Locate every line in the data below that contains the string "balloon", taking letter case into account, and copy each such line.

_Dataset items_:

++++++++++

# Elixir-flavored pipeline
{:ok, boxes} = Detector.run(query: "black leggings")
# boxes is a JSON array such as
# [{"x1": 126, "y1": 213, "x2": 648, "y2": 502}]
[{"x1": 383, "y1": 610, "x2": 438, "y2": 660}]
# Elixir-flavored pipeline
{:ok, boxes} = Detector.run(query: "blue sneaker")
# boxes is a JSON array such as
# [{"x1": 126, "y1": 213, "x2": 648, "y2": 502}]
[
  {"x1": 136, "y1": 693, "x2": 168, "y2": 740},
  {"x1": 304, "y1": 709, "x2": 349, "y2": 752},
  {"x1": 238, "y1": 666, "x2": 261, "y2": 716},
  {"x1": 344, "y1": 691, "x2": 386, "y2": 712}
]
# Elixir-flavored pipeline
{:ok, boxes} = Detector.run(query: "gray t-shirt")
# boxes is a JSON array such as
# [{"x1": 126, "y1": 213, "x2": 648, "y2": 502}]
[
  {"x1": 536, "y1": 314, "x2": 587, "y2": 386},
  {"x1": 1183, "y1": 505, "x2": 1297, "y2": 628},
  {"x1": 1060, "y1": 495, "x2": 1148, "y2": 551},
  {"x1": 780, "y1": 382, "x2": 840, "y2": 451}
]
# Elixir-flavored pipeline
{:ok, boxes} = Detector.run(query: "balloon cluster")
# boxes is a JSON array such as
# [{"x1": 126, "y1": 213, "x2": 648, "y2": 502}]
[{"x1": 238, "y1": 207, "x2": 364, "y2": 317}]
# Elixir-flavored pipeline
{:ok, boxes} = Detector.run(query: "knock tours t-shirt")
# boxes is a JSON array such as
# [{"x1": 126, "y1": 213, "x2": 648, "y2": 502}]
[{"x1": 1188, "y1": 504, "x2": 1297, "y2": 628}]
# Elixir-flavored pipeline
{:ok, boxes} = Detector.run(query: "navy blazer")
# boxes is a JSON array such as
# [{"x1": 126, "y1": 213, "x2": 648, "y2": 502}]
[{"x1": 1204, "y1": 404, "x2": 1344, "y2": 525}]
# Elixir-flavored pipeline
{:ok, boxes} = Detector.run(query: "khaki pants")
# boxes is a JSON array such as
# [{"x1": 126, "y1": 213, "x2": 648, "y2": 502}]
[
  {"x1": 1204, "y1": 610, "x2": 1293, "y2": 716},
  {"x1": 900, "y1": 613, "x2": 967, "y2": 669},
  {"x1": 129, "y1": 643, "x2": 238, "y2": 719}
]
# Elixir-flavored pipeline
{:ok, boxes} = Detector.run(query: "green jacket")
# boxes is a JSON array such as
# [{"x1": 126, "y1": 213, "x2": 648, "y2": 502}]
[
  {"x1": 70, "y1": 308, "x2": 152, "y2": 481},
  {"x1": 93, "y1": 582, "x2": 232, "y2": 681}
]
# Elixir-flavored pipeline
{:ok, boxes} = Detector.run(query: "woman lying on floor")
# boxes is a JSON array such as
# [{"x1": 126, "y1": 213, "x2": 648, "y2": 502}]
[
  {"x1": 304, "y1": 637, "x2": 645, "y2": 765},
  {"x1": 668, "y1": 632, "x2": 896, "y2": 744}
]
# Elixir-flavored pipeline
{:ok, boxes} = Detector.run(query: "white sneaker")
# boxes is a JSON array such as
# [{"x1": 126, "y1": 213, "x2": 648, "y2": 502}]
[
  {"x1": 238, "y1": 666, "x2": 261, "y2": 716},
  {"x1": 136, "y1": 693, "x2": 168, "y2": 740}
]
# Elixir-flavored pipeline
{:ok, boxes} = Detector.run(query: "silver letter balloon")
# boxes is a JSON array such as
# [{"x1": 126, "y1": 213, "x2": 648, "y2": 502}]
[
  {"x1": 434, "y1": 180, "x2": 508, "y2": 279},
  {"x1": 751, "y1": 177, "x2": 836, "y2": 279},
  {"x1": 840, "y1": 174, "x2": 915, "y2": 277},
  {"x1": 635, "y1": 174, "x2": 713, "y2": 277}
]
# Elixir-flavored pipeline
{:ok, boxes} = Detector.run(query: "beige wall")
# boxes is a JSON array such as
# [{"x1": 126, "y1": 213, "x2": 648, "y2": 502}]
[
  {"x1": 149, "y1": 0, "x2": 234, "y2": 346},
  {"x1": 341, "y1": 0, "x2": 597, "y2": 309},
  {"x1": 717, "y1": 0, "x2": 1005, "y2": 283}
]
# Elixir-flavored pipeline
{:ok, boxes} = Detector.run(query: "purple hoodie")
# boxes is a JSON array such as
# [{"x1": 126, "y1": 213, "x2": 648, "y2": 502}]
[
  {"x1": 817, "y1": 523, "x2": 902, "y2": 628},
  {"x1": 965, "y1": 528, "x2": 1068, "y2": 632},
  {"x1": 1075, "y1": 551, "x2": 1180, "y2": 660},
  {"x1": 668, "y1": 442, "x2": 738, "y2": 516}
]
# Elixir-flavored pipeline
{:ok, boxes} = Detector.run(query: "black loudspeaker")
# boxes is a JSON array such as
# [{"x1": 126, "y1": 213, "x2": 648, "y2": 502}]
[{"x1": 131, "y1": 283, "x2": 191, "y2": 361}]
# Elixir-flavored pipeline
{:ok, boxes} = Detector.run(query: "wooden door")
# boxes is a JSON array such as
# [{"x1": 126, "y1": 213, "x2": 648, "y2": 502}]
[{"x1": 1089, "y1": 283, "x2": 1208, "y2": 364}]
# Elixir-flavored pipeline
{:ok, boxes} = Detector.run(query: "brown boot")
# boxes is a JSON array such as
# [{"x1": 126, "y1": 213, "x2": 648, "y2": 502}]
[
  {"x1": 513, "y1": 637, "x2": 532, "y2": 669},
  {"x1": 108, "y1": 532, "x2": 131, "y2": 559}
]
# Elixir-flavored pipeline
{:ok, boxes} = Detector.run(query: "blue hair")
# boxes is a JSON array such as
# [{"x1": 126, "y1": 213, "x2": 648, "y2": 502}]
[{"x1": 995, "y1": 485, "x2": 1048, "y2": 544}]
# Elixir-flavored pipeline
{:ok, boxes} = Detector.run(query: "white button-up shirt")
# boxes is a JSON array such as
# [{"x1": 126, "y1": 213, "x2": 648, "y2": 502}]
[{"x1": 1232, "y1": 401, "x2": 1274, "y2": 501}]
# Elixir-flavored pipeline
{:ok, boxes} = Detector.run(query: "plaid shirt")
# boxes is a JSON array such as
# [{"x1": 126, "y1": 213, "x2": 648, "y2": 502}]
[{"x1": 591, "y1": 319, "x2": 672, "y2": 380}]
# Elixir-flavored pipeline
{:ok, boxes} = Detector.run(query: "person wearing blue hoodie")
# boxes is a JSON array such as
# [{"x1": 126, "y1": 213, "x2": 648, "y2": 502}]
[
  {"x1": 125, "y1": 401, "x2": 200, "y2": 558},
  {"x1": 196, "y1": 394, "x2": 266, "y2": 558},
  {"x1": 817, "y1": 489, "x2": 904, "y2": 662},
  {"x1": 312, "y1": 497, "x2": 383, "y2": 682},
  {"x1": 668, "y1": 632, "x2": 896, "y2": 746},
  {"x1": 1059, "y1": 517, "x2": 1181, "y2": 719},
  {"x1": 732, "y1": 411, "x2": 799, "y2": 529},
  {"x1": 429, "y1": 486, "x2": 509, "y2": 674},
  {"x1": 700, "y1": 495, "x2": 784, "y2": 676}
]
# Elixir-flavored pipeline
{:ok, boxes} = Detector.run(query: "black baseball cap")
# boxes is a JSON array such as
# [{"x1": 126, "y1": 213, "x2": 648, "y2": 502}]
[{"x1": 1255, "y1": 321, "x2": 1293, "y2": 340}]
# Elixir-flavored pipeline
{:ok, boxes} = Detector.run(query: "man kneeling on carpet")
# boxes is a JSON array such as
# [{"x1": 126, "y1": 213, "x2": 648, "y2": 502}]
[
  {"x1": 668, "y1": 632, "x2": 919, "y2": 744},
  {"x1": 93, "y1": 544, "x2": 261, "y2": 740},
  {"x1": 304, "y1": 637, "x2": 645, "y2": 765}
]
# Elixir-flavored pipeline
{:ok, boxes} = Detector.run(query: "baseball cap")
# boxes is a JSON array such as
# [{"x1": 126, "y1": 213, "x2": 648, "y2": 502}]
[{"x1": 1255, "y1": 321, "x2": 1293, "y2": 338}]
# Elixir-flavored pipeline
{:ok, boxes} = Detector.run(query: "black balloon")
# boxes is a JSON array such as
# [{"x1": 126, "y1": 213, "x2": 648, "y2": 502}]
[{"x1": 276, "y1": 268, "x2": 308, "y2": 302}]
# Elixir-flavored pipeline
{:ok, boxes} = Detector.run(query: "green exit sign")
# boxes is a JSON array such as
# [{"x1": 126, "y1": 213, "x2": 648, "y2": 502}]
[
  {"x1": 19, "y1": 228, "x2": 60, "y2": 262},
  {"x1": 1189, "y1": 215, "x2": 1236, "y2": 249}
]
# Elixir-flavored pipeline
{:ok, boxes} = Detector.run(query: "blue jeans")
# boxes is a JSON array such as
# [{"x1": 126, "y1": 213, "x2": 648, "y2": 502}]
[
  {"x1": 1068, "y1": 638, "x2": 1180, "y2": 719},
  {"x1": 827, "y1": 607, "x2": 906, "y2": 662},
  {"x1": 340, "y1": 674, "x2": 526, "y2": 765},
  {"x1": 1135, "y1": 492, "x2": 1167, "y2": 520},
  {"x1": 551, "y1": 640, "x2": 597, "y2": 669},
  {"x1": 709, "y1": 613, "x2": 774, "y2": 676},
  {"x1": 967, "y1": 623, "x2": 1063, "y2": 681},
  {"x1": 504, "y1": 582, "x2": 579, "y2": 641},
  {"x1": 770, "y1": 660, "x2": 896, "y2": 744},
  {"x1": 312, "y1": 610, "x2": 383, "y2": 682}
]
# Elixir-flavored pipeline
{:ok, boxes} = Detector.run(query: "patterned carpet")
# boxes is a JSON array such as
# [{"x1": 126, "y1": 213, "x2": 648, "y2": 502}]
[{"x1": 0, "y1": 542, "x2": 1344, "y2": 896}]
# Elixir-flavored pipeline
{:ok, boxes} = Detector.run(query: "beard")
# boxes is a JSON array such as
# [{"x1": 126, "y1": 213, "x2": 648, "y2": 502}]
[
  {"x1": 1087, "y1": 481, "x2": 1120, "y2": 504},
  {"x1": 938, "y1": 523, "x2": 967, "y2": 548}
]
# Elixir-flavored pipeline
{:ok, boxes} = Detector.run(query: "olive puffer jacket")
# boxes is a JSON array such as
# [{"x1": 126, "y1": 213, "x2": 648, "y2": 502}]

++++++++++

_SOLVED EXERCISE_:
{:ok, boxes} = Detector.run(query: "balloon cluster")
{:ok, boxes} = Detector.run(query: "silver letter balloon")
{:ok, boxes} = Detector.run(query: "black balloon")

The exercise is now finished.